Segment Open
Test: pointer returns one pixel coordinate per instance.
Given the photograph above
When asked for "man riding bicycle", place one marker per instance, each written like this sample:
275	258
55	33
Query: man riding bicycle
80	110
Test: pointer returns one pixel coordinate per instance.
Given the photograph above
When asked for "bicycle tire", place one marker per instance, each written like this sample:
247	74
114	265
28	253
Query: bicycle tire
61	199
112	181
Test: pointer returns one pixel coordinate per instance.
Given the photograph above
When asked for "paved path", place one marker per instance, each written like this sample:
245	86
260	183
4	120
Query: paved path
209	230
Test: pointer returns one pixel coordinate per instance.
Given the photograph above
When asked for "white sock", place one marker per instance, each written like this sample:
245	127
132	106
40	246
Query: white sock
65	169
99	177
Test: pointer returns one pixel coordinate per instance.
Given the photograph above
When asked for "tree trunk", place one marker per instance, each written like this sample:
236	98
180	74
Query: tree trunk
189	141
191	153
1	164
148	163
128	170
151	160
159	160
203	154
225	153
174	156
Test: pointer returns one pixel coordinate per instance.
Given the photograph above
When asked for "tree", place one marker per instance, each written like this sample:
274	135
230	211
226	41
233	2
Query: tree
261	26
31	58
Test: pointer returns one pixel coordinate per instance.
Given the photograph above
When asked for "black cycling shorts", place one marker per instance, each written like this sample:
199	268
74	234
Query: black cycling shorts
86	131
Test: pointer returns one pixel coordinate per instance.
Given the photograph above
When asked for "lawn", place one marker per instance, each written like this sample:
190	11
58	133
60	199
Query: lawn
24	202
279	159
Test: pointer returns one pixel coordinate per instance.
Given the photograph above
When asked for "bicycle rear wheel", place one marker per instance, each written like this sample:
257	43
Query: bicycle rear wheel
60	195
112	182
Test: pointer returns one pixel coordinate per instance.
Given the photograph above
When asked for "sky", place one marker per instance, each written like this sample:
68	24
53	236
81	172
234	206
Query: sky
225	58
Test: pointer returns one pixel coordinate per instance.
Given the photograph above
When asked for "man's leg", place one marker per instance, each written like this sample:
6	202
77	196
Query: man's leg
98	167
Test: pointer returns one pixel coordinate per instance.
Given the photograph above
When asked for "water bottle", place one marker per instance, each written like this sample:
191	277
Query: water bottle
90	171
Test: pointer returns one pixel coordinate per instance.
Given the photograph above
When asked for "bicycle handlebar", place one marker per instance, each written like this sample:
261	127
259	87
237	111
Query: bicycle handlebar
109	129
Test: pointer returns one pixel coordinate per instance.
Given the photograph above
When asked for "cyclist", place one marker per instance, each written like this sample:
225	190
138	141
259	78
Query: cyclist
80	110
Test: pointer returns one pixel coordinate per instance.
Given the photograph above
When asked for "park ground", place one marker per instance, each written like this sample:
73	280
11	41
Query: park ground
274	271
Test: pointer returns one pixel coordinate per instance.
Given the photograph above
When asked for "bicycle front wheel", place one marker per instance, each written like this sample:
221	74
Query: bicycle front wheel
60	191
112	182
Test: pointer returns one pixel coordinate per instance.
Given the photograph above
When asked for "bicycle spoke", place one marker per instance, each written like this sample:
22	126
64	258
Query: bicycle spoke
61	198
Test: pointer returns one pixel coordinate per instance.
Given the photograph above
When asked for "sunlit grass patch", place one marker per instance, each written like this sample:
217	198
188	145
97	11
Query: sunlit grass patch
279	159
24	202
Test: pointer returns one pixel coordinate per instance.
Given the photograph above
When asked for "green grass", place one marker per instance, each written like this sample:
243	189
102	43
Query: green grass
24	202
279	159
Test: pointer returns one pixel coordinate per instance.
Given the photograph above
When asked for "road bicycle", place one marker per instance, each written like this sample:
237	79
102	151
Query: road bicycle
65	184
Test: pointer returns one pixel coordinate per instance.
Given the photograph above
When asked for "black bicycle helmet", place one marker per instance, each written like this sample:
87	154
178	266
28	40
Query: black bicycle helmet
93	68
Segment Closed
• _TASK GOAL_: The records above must be retyped in full. Keep each one exactly as it is.

• _TASK ANSWER_:
Test: pointer returns one pixel coordinate per instance.
Given the photograph above
When asked for "man riding bicycle", place one marker per instance, each written like this sample:
275	258
55	33
Query: man riding bicycle
80	110
Test: pointer returns one pixel coordinate per instance.
Given the photograph above
When asked for "bicycle tire", place one marker per instance, each written like this sample:
247	74
114	265
28	253
Query: bicycle tire
61	199
112	181
Test: pointer returns one pixel coordinate per instance.
Given the photograph above
When asked for "paved path", place one marker per instance, each written like this sample:
245	86
260	183
4	120
Query: paved path
209	230
Test: pointer returns one pixel coordinate per instance.
Given the photograph above
When asked for "white sock", place one marker per instance, each written like this sample:
245	127
132	106
40	246
Query: white sock
65	169
99	177
Test: pointer returns one pixel coordinate per instance.
Given the photograph above
When asked for "tree trunk", place one marker per instance, each written like this sample:
236	98
180	74
Query: tree trunk
189	141
191	153
1	164
148	163
128	170
151	160
159	160
203	154
225	153
174	156
Test: pointer returns one pixel coordinate per instance.
Given the photograph above
When asked for "tree", place one marker per instance, each written like this sample:
274	135
230	211
226	41
233	2
Query: tree
261	26
31	58
Test: pointer returns one pixel coordinate per instance.
Given the photograph above
When asked for "black cycling shorts", place one marker per instance, each written like this sample:
199	268
74	234
Query: black cycling shorts
86	131
Test: pointer returns one pixel coordinate per instance.
Given the photograph above
When asked for "lawn", place one marker per instance, each written like this sample:
190	11
58	133
60	199
Query: lawn
24	202
279	159
Test: pointer returns one pixel coordinate per instance.
Given the photograph above
When asked for "bicycle rear wheel", place one marker per instance, each written like this sample:
257	43
Query: bicycle rear wheel
60	195
112	182
Test: pointer returns one pixel coordinate per instance.
Given the photograph above
When asked for "sky", place one marker per instance, each written like this sample:
68	24
53	236
81	172
234	206
Query: sky
225	58
Test: pointer returns one pixel coordinate per instance.
Given the photograph above
When asked for "man's leg", place one marker per instance, each written like this sample:
6	202
77	196
Query: man's leg
98	167
Test: pointer returns one pixel coordinate per instance.
Given the photograph above
When asked for "water bottle", place one marker per instance, each written like this sample:
191	277
Query: water bottle
90	171
Test: pointer returns one pixel coordinate per instance.
Given the photograph above
When asked for "bicycle handlebar", place one marker per instance, each written like this sample:
261	127
259	87
237	111
Query: bicycle handlebar
109	129
Test: pointer returns one pixel coordinate per instance.
Given the photograph above
When asked for "cyclist", place one marker per instance, each written like this sample:
225	190
138	141
259	78
Query: cyclist
80	110
Test: pointer returns one pixel coordinate per instance.
Given the photograph above
When asked for "park ground", place one marker per instance, each written like this sample:
73	280
11	41
Query: park ground
274	271
Test: pointer returns one pixel coordinate per instance.
Given the photograph above
When asked for "bicycle front wheel", place one marker per instance, each written like this sample:
221	74
Query: bicycle front wheel
60	191
112	182
Test: pointer returns one pixel coordinate per instance.
Given the photograph above
When asked for "bicycle spoke", place one marker per instance, each written like this sample:
22	126
64	258
Query: bicycle spoke
61	198
Test: pointer returns one pixel coordinate per instance.
Given the photograph above
When asked for "sunlit grass patch", place one marker per instance, each written like this sample:
217	198
188	145
97	11
Query: sunlit grass patch
279	159
24	202
Test: pointer returns one pixel coordinate per instance.
Given the photograph above
When asked for "green grass", place one marker per instance, each written like this sample:
243	189
102	43
Query: green grass
24	202
279	159
Test: pointer returns one pixel coordinate per instance.
Given the photograph above
When asked for "road bicycle", place one marker per instance, each written like this sample:
237	79
102	151
Query: road bicycle
65	184
Test: pointer returns one pixel coordinate per instance.
Given the photograph above
When asked for "black bicycle helmet", place one marker per instance, each written like this sample:
87	154
178	266
28	40
Query: black bicycle helmet
93	68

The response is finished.